TEKS BACAAN:
....................

“Kenapa kamu terus bicara soal kasus Munir, atau Thukul? Apa pentingnya?”
Saya terdiam saat pertanyaan itu meluncur.
Bagiku, kamu sama saja sedang bertanya, “Apa pentingnya bicara HAM?”
…. kok ada ya pertanyaan seperti itu?
Ini kan perkara nyawa, hak asasi. Negaramu termasuk negara yang telah menandatangani kesepakatan menghormati hak asasi. Negaramu bertanggung jawab untuk setiap nyawa yang (di)hilang(kan) itu. Bagaimana dengan keluarga yang ditinggalkan? Mana bisa mereka berhenti bicara soal anak atau suaminya yang sampai sekarang entah ada di mana?
Bagaimana bisa kita berhenti bicara tentang orang-orang yang dibawa pergi secara paksa lalu tak pulang-pulang? Atau, seperti Marsinah yang ditemukan sudah tewas dalam keadaan mengenaskan, menyisakan kepiluan yang tak ada habisnya? Sementara dia perempuan, seperti kita!
Bagaimana bisa kita tidak gelisah saat tahu bahwa aparat negara kita sendiri adalah ditengarai sebagai tersangka utama, melakukan kesalahan berat dengan menghabisi nyawa rakyat, lebih dari sekadar membungkam?

....................

DATA HASIL EKSTRAKSI:

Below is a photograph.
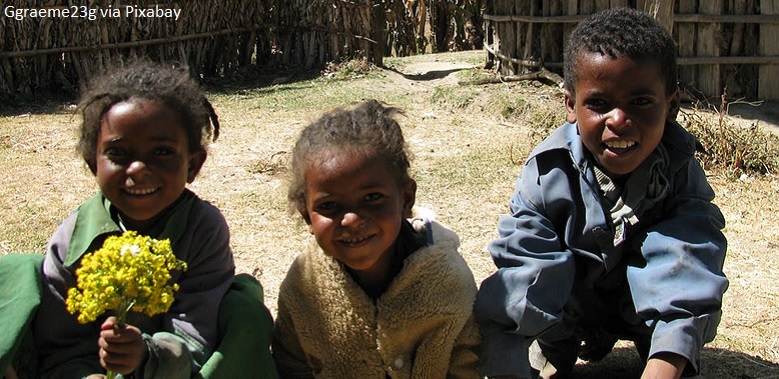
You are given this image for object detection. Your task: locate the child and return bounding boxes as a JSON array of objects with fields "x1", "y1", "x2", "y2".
[
  {"x1": 476, "y1": 8, "x2": 728, "y2": 378},
  {"x1": 22, "y1": 62, "x2": 273, "y2": 378},
  {"x1": 273, "y1": 100, "x2": 479, "y2": 379}
]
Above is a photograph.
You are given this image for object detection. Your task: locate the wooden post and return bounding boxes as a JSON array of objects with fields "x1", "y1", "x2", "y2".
[
  {"x1": 643, "y1": 0, "x2": 674, "y2": 33},
  {"x1": 674, "y1": 0, "x2": 698, "y2": 95},
  {"x1": 757, "y1": 0, "x2": 779, "y2": 100},
  {"x1": 698, "y1": 0, "x2": 722, "y2": 103},
  {"x1": 370, "y1": 2, "x2": 387, "y2": 67}
]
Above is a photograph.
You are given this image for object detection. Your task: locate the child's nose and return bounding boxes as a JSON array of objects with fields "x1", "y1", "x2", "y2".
[
  {"x1": 606, "y1": 107, "x2": 633, "y2": 129},
  {"x1": 341, "y1": 211, "x2": 362, "y2": 228},
  {"x1": 127, "y1": 161, "x2": 148, "y2": 178}
]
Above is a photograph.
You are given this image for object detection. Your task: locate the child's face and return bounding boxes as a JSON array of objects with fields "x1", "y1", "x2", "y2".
[
  {"x1": 565, "y1": 53, "x2": 679, "y2": 175},
  {"x1": 303, "y1": 151, "x2": 416, "y2": 275},
  {"x1": 95, "y1": 99, "x2": 206, "y2": 229}
]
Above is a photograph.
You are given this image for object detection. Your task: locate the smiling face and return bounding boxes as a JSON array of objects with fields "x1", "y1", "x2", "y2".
[
  {"x1": 94, "y1": 99, "x2": 206, "y2": 230},
  {"x1": 301, "y1": 150, "x2": 416, "y2": 279},
  {"x1": 565, "y1": 53, "x2": 679, "y2": 175}
]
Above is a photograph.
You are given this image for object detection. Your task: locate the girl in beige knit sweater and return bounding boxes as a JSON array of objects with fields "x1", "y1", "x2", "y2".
[{"x1": 273, "y1": 100, "x2": 479, "y2": 379}]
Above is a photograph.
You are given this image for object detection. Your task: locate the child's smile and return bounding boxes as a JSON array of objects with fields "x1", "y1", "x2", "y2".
[
  {"x1": 566, "y1": 53, "x2": 679, "y2": 175},
  {"x1": 95, "y1": 99, "x2": 205, "y2": 229}
]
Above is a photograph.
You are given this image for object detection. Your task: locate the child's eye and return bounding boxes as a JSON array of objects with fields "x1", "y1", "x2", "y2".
[
  {"x1": 154, "y1": 147, "x2": 173, "y2": 155},
  {"x1": 584, "y1": 99, "x2": 608, "y2": 113},
  {"x1": 364, "y1": 192, "x2": 384, "y2": 201},
  {"x1": 633, "y1": 97, "x2": 652, "y2": 106},
  {"x1": 103, "y1": 147, "x2": 127, "y2": 157}
]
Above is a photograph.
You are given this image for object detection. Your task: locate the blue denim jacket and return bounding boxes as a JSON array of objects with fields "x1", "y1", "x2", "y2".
[{"x1": 476, "y1": 123, "x2": 728, "y2": 377}]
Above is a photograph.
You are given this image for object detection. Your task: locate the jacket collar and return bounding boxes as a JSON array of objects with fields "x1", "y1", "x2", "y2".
[
  {"x1": 64, "y1": 189, "x2": 196, "y2": 267},
  {"x1": 528, "y1": 121, "x2": 696, "y2": 175}
]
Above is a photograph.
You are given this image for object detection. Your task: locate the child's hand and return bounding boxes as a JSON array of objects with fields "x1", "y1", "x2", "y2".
[
  {"x1": 641, "y1": 353, "x2": 687, "y2": 379},
  {"x1": 97, "y1": 316, "x2": 144, "y2": 375}
]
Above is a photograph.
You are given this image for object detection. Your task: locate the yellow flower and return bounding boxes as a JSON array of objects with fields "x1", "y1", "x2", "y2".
[{"x1": 65, "y1": 231, "x2": 187, "y2": 324}]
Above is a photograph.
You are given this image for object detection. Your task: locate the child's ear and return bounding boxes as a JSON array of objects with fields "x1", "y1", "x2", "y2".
[
  {"x1": 665, "y1": 89, "x2": 682, "y2": 121},
  {"x1": 187, "y1": 148, "x2": 208, "y2": 183},
  {"x1": 403, "y1": 179, "x2": 417, "y2": 218},
  {"x1": 564, "y1": 88, "x2": 576, "y2": 124}
]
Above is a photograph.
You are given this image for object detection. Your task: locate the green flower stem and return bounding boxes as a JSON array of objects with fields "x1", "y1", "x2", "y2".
[{"x1": 106, "y1": 299, "x2": 135, "y2": 379}]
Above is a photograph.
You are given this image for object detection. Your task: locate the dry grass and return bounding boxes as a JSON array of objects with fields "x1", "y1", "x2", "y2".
[{"x1": 0, "y1": 52, "x2": 779, "y2": 378}]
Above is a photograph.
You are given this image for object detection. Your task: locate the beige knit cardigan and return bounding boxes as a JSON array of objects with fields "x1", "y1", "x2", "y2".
[{"x1": 273, "y1": 219, "x2": 480, "y2": 379}]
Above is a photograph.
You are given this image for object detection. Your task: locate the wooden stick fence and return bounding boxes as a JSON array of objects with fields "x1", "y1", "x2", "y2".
[{"x1": 483, "y1": 0, "x2": 779, "y2": 100}]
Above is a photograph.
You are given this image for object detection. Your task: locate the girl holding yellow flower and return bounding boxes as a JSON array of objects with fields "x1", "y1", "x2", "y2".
[{"x1": 16, "y1": 62, "x2": 275, "y2": 378}]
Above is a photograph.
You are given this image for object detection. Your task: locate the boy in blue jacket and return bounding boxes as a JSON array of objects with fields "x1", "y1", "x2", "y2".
[{"x1": 476, "y1": 8, "x2": 728, "y2": 378}]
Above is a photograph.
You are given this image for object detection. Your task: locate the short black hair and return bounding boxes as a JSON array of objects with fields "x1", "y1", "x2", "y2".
[
  {"x1": 76, "y1": 59, "x2": 219, "y2": 172},
  {"x1": 563, "y1": 7, "x2": 678, "y2": 94},
  {"x1": 287, "y1": 99, "x2": 412, "y2": 213}
]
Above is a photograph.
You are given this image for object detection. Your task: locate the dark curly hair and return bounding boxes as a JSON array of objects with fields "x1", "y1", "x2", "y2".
[
  {"x1": 287, "y1": 100, "x2": 411, "y2": 212},
  {"x1": 563, "y1": 8, "x2": 677, "y2": 95},
  {"x1": 76, "y1": 60, "x2": 219, "y2": 172}
]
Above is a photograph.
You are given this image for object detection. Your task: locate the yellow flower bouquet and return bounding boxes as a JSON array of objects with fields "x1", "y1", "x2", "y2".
[{"x1": 65, "y1": 231, "x2": 187, "y2": 378}]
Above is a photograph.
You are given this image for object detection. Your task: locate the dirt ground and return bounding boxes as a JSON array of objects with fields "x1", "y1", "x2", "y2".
[{"x1": 0, "y1": 52, "x2": 779, "y2": 379}]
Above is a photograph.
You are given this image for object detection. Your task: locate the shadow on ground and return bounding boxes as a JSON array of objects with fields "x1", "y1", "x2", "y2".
[{"x1": 573, "y1": 347, "x2": 779, "y2": 379}]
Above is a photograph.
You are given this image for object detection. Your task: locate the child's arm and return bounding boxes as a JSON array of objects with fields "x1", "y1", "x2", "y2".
[
  {"x1": 627, "y1": 159, "x2": 728, "y2": 371},
  {"x1": 97, "y1": 316, "x2": 145, "y2": 375},
  {"x1": 131, "y1": 199, "x2": 235, "y2": 377},
  {"x1": 475, "y1": 159, "x2": 578, "y2": 378},
  {"x1": 641, "y1": 353, "x2": 687, "y2": 379}
]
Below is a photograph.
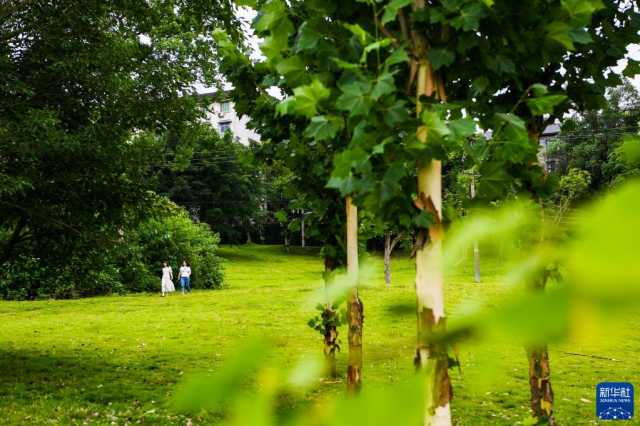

....................

RINCIAN TUGAS: Tuliskan lanjutan teks tentang kasus HAM Munir, Thukul, dan Marsinah, dimulai setelah kalimat terakhirnya. Item-item tersebut berasal dari sumber lain.

JAWABAN:
Bagaimana ketika masjid, tempat ibadah itu, pernah menyaksikan peristiwa berdarah yang jadi trauma bagi para korban? Begitu gelap dan menyesakkan!
Terlebih, orang-orang yang terus kita bicarakan ini, mari ambil contoh almarhum Munir Said Thalib, adalah orang yang berjuang buat manusia; buat korban-korban pelanggaran Hak Asasi Manusia, artinya itu buat kita juga sebagai sesama manusia. Mereka meninggal atau hilang ketika berkorban untuk sesuatu yang lebih besar dari kebutuhan dirinya sendiri. Mereka mampu melangkahi egonya sendiri.
Mereka membawa kepentingan bersama di atas kepentingan pribadi.
Ini ada orang, yang harusnya bertanggung jawab, karena sudah menyakiti hingga menghilangkan nyawa, lalu kamu minta kita diam saja?
Bagaimana bisa kita berhenti bicara soal HAM?
Bagaimana mungkin kita mampu lupa? Bukankah tidak masuk akal jika kita memaklumkan ini sebagai RESIKO POLITIK?
*
Tak hanya dulu, sekarang pun masih ada: kelompok masyarakat yang dieksploitasi pemodal, digencet militer, dan kini kamu yang berdiri di negeri berprinsip “Keadilan Sosial bagi Seluruh Rakyat Indonesia” memilih berpihak pada mereka? Yang dulu membela para teraniaya ini adalah mahasiswa yang karena pikiran, tulisan, dan tindakan politik non-kekerasannya lalu mereka ditangkap. Apakah itu juga adil?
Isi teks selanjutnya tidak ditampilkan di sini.